SET EXERCISE 1:
Duplicate the passage of the OPT 2011 workshop call that starts at "We build on" and ends at "accelerate new advances.".
SET EXERCISE 2:
According to the OPT 2011 workshop call, which three earlier workshops does this one build on?
SET EXERCISE 3:
Pick up the OPT 2011 workshop call after its final line and keep writing.

>> begin TEXT PASSAGE

PRELIMINARY CFP (which will be circulated) FOLLOWS

OPT 2011
(proposed) NIPS Workshop on Optimization for Machine Learning
NIPS2011 Workshop


Optimization is a well-established, mature discipline. But the way we use this discipline is undergoing a rapid transformation: the advent of modern data intensive applications in statistics, scientific computing, or data mining and machine learning, is forcing us to drop theoretically powerful methods in favor of simpler but more scalable ones. This changeover exhibits itself most starkly in machine learning, where we have to often process massive datasets;
this necessitates not only reliance on large-scale optimization techniques, but also the need to develop methods "tuned" to the specific needs of machine learning problems.

Background and Objectives

We build on OPT2008, OPT2009, and OPT2010---the forerunners of this workshop. All three workshops happened as a part of NIPS. Beyond this major precedent, there have been other related workshops such as the "Mathematical
Programming in Machine Learning / Data Mining" series (2005 to 2007) and the BigML NIPS 2007 workshop.

Our workshop has the following major aims:

* Provide a platform for increasing the interaction between researchers from optimization, operations research, statistics, scientific computing, and machine learning;
* Identify key problems and challenges that lie at the intersection of optimization and ML;
* Narrow the gap between optimization and ML, to help reduce rediscovery, and thereby accelerate new advances.

Call for Participation

This year we invite two types of submissions to the workshop:

(i) contributed talks and/or posters
(ii) open problems

For the latter, we request the authors to prepare a few slides that clearly
present, motivate, and explain an important open problem --- the main aim here
is to foster active discussion. Our call for open problems is modeled after a
similar session that takes place at COLT. The topics of interest for the open
problem session are the same as those for regular submissions; please see
below for details.

In addition to open problems, we invite high quality submissions for
presentation as talks or poster presentations during the workshop. We are
especially interested in participants who can contribute theory / algorithms,
applications, or implementations with a machine learning focus on the
following topics:


* Stochastic, Parallel and Online Optimization,
- Large-scale learning, massive data sets
- Distributed algorithms
- Optimization on massively parallel architectures
- Optimization using GPUs, Streaming algorithms
- Decomposition for large-scale, message-passing and online learning
- Stochastic approximation
- Randomized algorithms

* Algorithms and Techniques (application oriented)

>> end TEXT PASSAGE
>> begin RECORDED INFORMATION

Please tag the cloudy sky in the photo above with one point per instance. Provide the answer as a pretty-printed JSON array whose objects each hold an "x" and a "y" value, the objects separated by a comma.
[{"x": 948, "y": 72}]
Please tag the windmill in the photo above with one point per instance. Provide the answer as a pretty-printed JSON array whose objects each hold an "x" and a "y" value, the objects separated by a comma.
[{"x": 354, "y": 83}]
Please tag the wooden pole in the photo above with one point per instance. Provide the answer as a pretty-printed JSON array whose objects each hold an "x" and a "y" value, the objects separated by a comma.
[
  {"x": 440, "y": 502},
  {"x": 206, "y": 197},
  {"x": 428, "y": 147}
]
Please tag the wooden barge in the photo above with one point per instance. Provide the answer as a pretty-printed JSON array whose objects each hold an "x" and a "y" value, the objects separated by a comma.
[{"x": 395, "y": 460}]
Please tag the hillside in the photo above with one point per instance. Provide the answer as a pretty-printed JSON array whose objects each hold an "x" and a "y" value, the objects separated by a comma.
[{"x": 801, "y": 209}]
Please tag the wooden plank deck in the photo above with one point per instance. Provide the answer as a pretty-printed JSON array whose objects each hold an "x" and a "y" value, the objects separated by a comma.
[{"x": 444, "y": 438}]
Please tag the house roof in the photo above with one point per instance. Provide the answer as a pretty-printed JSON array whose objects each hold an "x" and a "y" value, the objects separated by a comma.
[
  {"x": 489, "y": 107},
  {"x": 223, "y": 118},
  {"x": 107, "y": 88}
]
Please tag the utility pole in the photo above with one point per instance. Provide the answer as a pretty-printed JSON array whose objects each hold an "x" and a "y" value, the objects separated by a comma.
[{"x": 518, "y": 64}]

>> end RECORDED INFORMATION

TASK RESULT 1:
We build on OPT2008, OPT2009, and OPT2010---the forerunners of this workshop. All three workshops happened as a part of NIPS. Beyond this major precedent, there have been other related workshops such as the "Mathematical
Programming in Machine Learning / Data Mining" series (2005 to 2007) and the BigML NIPS 2007 workshop.

Our workshop has the following major aims:

* Provide a platform for increasing the interaction between researchers from optimization, operations research, statistics, scientific computing, and machine learning;
* Identify key problems and challenges that lie at the intersection of optimization and ML;
* Narrow the gap between optimization and ML, to help reduce rediscovery, and thereby accelerate new advances.

TASK RESULT 2:
OPT2008, OPT2009, and OPT2010.

TASK RESULT 3:
- Global and Lipschitz optimization
- Algorithms for non-smooth optimization
- Linear and higher-order relaxations
- Polyhedral combinatorics applications to ML problems

* Nonconvex Optimization,
- Nonconvex quadratic programming, including binary QPs
- Convex Concave Decompositions, D.C. Programming, EM
- Training of deep architectures and large hidden variable models
- Approximation Algorithms
- Nonconvex, nonsmooth optimization

* Optimization with Sparsity constraints
- Combinatorial methods for L0 norm minimization
- L1, Lasso, Group Lasso, sparse PCA, sparse Gaussians
- Rank minimization methods
- Feature and subspace selection

* Combinatorial Optimization
- Optimization in Graphical Models
- Structure learning
- MAP estimation in continuous and discrete random fields
- Clustering and graph-partitioning
- Semi-supervised and multiple-instance learning

Important Dates

* Deadline for submission of papers: 21st October 2011
* Notification of acceptance: 12th November 2011
* Final version of submission: 24th November 2011

Please note that at least one author of each accepted paper must be available
to present the paper at the workshop. Further details regarding the
submission process are available at the workshop homepage.

The workshop will be a one-day event with a morning and afternoon session. In
addition to a lunch break, long coffee breaks will be offered both in the
morning and afternoon.

A new session on open problems is proposed for spurring active discussion and
interaction amongst the participants. A key aim of this session will be on
establishing areas and identifying problems of interest to the community.

Invited Speakers

Stephen Boyd (Stanford)
* Aharon Ben-Tal (Technion)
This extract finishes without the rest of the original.